Provided data
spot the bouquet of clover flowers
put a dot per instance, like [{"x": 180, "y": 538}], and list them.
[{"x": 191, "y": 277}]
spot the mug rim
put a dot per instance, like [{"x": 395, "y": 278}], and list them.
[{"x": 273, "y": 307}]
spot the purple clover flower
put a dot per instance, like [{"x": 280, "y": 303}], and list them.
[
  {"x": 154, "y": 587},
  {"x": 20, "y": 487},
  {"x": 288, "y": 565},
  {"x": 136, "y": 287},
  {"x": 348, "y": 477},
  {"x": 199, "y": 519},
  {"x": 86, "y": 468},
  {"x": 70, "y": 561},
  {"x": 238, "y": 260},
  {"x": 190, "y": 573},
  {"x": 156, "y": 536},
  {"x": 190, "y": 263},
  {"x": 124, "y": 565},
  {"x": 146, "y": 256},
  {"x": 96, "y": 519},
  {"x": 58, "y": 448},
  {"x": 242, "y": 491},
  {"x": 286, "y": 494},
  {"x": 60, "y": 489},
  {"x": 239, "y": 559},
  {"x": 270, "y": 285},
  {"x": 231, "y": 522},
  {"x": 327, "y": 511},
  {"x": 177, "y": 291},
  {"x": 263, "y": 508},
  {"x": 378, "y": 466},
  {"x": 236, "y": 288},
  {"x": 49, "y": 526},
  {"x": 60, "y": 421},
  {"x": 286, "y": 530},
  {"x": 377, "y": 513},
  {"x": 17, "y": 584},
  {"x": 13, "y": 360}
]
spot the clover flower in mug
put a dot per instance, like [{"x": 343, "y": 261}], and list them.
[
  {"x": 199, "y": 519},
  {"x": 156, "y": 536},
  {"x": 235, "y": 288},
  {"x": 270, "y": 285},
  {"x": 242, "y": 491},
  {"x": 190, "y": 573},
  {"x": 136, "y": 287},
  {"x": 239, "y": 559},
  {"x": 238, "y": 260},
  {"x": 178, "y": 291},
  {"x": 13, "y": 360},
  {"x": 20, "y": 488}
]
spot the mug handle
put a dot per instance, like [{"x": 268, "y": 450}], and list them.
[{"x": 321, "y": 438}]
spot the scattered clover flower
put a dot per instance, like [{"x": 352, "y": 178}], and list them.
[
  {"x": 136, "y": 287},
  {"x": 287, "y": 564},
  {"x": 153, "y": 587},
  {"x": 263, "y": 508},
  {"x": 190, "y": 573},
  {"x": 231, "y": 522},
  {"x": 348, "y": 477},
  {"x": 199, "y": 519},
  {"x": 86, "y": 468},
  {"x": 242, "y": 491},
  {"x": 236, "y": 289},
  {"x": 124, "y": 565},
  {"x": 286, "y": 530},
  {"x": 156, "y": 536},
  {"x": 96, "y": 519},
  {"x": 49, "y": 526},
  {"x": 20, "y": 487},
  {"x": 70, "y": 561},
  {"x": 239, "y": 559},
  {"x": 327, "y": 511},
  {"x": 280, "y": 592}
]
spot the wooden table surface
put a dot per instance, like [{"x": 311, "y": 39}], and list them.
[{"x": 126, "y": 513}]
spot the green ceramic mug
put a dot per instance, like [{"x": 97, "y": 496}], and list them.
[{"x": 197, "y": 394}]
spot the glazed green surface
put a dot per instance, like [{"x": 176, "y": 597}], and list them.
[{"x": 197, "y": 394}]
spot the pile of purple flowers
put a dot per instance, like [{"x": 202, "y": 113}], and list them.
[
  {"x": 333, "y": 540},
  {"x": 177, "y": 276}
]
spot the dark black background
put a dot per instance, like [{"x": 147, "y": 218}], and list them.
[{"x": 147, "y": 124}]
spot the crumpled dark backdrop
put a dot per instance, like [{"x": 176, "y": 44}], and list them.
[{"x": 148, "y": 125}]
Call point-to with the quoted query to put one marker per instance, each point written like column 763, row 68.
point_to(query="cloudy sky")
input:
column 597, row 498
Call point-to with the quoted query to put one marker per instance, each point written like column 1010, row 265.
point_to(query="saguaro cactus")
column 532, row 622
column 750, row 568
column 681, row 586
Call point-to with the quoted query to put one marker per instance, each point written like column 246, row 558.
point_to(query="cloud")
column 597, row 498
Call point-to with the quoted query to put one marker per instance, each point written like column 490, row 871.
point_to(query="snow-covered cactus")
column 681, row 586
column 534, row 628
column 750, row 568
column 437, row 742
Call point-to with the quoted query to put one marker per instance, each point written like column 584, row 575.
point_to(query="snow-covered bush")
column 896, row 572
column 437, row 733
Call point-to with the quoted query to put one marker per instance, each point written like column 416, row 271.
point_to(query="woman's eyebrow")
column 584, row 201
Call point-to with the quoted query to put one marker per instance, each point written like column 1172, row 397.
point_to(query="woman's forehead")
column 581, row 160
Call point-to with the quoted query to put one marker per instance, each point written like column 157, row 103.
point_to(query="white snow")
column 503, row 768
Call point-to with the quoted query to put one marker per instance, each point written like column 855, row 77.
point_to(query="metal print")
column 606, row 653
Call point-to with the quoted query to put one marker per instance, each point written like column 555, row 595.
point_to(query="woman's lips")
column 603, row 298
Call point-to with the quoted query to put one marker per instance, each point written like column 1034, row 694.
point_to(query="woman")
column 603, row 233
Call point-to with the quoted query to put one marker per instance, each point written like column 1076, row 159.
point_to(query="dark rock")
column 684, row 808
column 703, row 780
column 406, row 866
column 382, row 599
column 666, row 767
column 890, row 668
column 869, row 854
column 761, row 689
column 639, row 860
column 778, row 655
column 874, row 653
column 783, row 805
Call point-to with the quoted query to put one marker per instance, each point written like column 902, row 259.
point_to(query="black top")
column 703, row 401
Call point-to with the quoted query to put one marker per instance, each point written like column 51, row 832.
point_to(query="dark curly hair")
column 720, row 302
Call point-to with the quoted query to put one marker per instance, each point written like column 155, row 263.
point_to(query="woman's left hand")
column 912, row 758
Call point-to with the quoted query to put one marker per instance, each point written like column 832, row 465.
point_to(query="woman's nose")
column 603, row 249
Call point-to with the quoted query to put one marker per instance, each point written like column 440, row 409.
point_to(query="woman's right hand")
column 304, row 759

Set problem
Copy out, unchanged, the lines of the records starting with the line that contains "416, row 271." and going on through the line that contains "column 603, row 233".

Task output
Call point-to with the quoted query to put one marker per instance, each point written like column 416, row 271.
point_to(query="woman's eyebrow")
column 584, row 201
Call point-to with the quoted query to put one marker per instance, each point written like column 1172, row 397.
point_to(query="woman's forehead")
column 581, row 160
Call point-to with the quoted query to put one marker per instance, each point written like column 157, row 103.
point_to(query="white snow")
column 503, row 768
Call point-to with the quoted query to put one marker per instance, each point written like column 855, row 77.
point_to(query="metal print")
column 606, row 653
Call point-to with the quoted query to put one marker per instance, each point written like column 555, row 595.
point_to(query="woman's lips")
column 603, row 298
Call point-to with the quoted query to put one marker per instance, each point written like column 1034, row 694.
point_to(query="woman")
column 603, row 233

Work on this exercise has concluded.